The rootfinding problem for Bessel functions

import scipy.special as special
def J3(x):
    return special.jv(3.0, x)

xx = linspace(0, 20, 500)
fig, ax = subplots()
ax.plot(xx, J3(xx))
ax.grid()
xlabel("$x$"), ylabel("$J_3(x)$")
title("Bessel function")

From the graph we see roots near 6, 10, 13, 16, and 19. We use root_scalar from the scipy.optimize package to find these roots accurately.

from scipy.optimize import root_scalar

omega = []
for guess in [6.0, 10.0, 13.0, 16.0, 19.0]:
    s = root_scalar(J3, bracket=[guess - 0.5, guess + 0.5]).root
    omega.append(s)

results = PrettyTable()
results.add_column("root estimate", omega)
results.add_column("function value", [J3(ω) for ω in omega])

_Recorded data_:
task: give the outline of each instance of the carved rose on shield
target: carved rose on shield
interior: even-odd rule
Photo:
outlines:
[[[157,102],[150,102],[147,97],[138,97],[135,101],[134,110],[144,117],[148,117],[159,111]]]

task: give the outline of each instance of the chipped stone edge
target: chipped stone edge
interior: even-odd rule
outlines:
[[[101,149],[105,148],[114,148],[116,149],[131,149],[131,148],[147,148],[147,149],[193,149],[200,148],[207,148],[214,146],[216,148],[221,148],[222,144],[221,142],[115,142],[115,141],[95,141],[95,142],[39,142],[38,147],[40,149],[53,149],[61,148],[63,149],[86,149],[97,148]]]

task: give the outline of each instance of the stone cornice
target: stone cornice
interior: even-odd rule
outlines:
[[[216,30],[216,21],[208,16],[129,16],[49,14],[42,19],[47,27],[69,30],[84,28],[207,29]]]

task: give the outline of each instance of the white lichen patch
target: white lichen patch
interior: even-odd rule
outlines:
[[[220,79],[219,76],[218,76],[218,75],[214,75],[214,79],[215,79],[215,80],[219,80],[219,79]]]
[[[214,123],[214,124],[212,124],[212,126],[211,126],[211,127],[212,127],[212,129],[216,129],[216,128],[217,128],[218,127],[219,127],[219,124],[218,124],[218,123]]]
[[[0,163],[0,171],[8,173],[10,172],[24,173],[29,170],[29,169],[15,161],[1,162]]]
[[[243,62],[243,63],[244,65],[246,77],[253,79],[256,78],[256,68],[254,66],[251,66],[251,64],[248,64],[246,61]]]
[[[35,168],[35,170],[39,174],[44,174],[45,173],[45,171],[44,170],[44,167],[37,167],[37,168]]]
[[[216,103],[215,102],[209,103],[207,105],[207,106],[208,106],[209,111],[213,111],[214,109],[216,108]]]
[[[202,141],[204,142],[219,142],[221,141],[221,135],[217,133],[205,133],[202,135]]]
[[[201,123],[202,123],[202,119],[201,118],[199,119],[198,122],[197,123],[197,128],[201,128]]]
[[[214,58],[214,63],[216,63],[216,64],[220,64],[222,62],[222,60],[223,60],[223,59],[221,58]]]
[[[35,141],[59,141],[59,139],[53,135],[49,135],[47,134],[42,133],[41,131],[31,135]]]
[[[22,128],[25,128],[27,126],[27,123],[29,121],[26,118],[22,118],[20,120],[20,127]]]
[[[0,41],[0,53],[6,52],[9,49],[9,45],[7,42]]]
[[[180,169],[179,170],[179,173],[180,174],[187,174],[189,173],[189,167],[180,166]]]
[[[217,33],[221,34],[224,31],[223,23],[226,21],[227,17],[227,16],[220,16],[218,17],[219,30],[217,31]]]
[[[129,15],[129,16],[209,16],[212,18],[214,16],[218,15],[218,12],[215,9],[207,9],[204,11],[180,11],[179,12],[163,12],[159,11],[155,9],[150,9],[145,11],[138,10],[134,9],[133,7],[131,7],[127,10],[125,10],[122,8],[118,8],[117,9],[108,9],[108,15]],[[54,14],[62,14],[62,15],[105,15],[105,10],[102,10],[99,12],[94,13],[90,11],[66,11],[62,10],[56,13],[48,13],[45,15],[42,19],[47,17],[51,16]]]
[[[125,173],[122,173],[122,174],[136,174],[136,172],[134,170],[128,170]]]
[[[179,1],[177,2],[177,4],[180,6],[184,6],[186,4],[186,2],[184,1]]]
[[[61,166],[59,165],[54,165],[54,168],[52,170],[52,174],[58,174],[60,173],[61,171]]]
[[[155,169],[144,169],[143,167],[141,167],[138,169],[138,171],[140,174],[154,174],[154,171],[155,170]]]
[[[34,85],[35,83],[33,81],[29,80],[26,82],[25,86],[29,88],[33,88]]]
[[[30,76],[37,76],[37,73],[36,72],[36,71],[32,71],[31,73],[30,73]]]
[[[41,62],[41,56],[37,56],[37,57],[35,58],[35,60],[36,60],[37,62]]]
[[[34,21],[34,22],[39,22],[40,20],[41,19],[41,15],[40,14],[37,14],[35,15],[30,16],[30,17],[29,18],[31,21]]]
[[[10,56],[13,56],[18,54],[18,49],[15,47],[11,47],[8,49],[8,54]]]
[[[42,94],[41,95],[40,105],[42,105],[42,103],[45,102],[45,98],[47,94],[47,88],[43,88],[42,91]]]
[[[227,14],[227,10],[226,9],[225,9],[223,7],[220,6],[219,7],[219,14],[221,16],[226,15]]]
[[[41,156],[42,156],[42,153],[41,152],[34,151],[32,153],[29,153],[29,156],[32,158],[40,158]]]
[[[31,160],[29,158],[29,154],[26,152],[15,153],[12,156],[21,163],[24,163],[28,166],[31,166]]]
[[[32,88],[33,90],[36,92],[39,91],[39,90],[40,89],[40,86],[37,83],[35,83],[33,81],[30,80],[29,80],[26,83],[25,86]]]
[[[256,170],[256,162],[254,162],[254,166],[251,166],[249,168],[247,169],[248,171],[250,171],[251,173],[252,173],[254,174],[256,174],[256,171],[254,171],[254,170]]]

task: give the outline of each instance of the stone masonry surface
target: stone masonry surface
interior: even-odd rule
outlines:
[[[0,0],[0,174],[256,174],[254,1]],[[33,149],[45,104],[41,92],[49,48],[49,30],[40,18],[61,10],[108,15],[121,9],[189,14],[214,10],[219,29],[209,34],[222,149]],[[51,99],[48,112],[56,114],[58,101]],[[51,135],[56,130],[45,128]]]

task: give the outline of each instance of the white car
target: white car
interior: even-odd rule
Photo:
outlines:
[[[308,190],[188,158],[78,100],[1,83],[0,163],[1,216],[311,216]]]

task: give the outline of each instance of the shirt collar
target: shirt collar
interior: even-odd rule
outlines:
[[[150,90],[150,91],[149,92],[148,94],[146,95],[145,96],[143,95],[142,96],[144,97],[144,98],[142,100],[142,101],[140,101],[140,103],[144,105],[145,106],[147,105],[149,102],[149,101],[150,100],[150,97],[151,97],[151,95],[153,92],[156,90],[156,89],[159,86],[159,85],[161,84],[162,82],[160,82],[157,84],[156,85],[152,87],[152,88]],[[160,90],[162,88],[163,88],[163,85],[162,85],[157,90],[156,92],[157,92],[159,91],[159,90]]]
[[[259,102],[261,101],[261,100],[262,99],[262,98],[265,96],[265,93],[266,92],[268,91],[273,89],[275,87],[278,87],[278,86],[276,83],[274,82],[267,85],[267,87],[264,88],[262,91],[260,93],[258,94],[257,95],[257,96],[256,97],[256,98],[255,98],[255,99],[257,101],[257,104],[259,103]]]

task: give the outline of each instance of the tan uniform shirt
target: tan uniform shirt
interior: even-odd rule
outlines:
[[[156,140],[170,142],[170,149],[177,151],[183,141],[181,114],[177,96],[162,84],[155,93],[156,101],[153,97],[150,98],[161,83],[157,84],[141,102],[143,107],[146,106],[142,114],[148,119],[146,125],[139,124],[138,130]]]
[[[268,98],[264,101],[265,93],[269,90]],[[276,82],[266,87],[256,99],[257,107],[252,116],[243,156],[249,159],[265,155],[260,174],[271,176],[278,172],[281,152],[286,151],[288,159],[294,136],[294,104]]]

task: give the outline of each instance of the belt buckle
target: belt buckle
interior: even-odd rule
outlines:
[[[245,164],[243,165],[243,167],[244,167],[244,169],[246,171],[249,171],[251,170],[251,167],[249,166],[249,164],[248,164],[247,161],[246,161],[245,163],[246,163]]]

_Work required_:
Transcribe the Bessel rootfinding text above, starting with "import scipy.special as" and going on through "these roots accurately.".

_Output for this exercise_:
import scipy.special as special
def J3(x):
    return special.jv(3.0, x)

xx = linspace(0, 20, 500)
fig, ax = subplots()
ax.plot(xx, J3(xx))
ax.grid()
xlabel("$x$"), ylabel("$J_3(x)$")
title("Bessel function")

From the graph we see roots near 6, 10, 13, 16, and 19. We use root_scalar from the scipy.optimize package to find these roots accurately.